## EXCERPT TO READ

◆ ◆ ◆ ◆ ◆

= Marpol Annex I =

1983 convention on ocean pollution

Marpol Annex I is the first implementation made by Marpol 73/78, one of the most important international marine environmental conventions. The convention was designed to minimize pollution of the seas from ships. The objective of the convention is to preserve the marine environment through the complete elimination of pollution by oil and other harmful substances and the minimization of accidental discharge of such substances. The Marpol Annex I began to be enforced on October 2, 1983, and it details the prevention of pollution by oil and oily water.

Also in 2003, in a joint effort IMO and MEPC came out with Circ.406 Guidelines for Application of MARPOL Annex I Requirements to FPSOs and FSUs.

◆ ◆ ◆ ◆ ◆

## DATA ENTRIES

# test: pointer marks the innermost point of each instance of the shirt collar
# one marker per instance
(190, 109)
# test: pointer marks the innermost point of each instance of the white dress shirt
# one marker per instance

◆ ◆ ◆ ◆ ◆

## REQUEST
Answer these questions from the Marpol Annex I text:
(a) On what date did Marpol Annex I begin to be enforced?
(b) Prevention of pollution by what does Annex I detail?
(c) Which two bodies jointly issued Circ.406?
The data has no connection to the Marpol Annex I text.

## COMPLETE ANSWER
(a) October 2, 1983
(b) Oil and oily water
(c) IMO and MEPC